[BEGIN]

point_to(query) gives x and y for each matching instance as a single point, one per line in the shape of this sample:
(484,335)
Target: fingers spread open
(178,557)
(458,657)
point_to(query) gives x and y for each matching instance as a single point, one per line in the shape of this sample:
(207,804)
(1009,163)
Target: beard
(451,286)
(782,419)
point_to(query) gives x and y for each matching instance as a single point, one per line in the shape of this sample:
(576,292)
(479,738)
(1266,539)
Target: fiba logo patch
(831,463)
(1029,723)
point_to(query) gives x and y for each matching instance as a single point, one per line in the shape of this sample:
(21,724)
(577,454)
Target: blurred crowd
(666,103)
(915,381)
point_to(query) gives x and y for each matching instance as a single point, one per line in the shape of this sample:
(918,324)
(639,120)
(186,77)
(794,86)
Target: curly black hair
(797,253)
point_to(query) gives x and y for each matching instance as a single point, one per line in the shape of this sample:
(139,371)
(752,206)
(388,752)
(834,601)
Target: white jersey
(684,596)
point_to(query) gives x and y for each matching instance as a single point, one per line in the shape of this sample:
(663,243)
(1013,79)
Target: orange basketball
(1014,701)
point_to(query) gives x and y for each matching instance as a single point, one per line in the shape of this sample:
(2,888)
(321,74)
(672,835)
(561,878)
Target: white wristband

[END]
[BEGIN]

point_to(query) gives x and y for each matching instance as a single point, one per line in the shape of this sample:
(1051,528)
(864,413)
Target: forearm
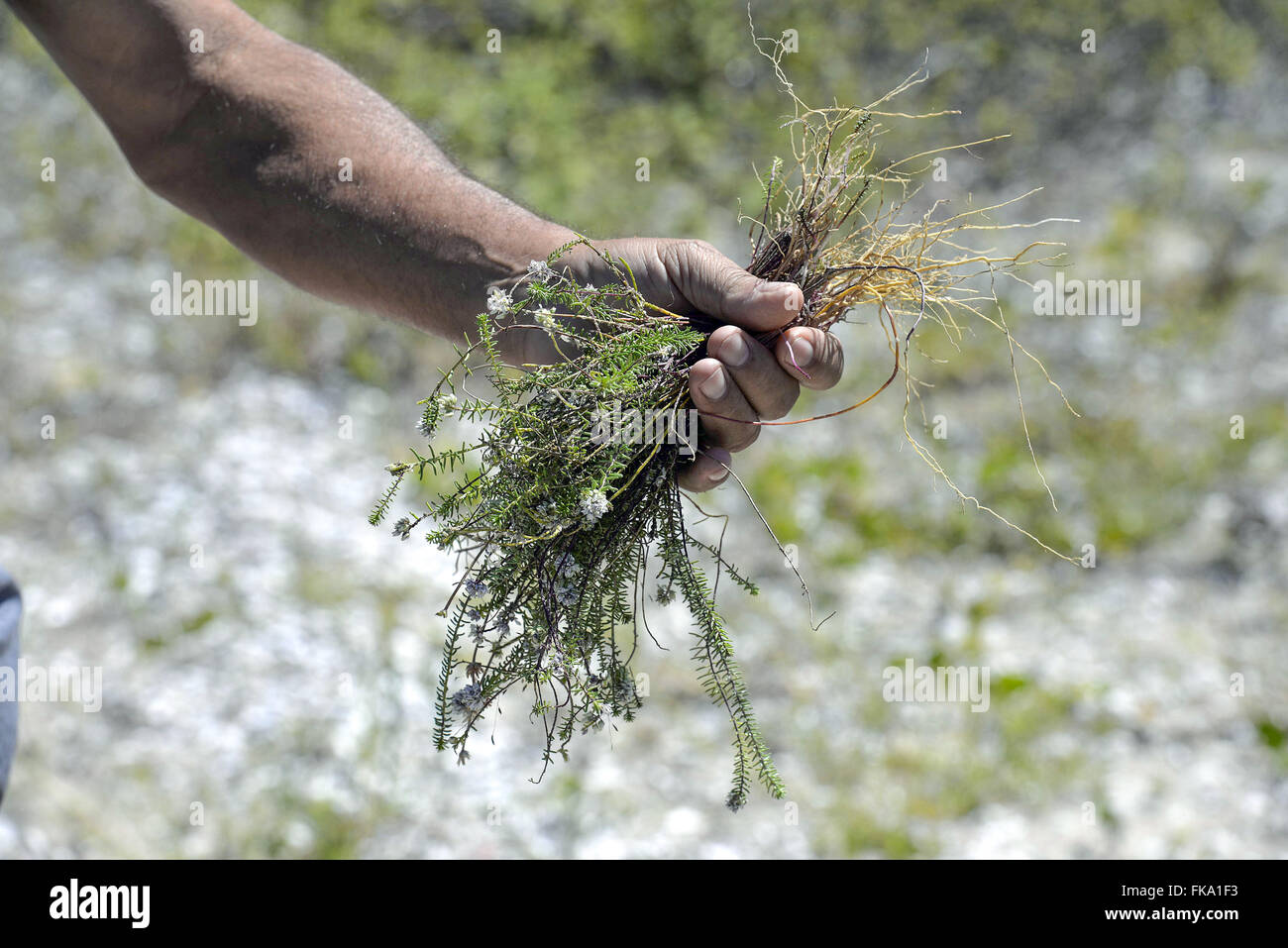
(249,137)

[END]

__Directions for this task__. Please find each line in the entries above that contains the word "Target", matching case exactly, and copy every such line in full.

__Task result__.
Target: fingers spread open
Target: beard
Target: fiba logo patch
Target: blurred crowd
Target: curly black hair
Target: white jersey
Target: orange basketball
Target: white wristband
Target: forearm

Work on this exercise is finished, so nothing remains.